TO BE DONE: List each line below that contains the string "concrete", copying every such line in full; a match must agree in case.

┌─ THE DATA

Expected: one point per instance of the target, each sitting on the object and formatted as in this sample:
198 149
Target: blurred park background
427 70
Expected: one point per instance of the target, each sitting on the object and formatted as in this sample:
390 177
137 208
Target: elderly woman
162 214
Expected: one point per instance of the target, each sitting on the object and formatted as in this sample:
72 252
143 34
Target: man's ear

└─
┌─ THE DATA

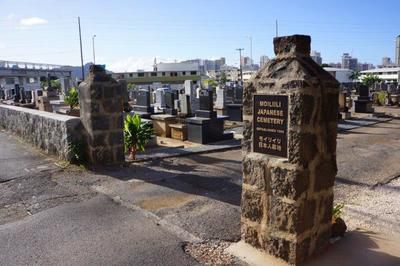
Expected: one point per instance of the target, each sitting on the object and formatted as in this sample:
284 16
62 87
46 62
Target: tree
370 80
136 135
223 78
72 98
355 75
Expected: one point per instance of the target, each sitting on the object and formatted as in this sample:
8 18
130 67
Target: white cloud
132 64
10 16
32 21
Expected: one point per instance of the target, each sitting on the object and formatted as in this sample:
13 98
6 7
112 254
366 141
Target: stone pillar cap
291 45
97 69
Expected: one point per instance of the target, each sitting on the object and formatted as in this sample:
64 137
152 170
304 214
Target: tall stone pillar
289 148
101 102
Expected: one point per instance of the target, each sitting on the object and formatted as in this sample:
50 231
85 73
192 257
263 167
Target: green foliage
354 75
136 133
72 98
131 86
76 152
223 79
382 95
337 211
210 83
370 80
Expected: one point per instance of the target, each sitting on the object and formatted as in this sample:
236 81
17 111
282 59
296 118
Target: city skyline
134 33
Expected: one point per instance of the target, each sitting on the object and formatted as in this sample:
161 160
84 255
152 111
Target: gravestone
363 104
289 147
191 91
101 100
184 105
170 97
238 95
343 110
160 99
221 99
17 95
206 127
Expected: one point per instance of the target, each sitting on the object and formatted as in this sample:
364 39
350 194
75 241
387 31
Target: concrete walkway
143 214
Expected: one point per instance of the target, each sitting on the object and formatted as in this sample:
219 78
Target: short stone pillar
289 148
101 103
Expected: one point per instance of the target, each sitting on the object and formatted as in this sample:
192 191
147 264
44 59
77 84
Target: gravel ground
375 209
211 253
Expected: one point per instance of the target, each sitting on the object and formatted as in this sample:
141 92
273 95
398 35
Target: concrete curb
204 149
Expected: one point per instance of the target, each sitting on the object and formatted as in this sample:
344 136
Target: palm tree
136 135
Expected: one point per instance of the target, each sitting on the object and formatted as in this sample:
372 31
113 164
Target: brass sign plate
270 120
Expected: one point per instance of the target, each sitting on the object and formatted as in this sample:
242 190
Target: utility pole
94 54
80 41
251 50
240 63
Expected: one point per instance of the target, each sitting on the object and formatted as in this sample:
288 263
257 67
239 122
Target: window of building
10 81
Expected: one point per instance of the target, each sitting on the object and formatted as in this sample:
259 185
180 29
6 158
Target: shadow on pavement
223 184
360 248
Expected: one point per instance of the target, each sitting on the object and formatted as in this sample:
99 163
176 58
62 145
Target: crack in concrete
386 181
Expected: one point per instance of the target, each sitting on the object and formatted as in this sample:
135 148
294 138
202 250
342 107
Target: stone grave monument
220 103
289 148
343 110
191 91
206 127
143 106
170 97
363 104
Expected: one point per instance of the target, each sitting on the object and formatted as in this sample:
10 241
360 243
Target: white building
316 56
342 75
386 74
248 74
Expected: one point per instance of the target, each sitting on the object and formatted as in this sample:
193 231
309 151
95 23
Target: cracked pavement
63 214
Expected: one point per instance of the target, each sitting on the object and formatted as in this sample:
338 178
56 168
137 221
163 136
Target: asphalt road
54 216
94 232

└─

EXERCISE OUTPUT:
Target: concrete walkway
Target: concrete curb
Target: crack in concrete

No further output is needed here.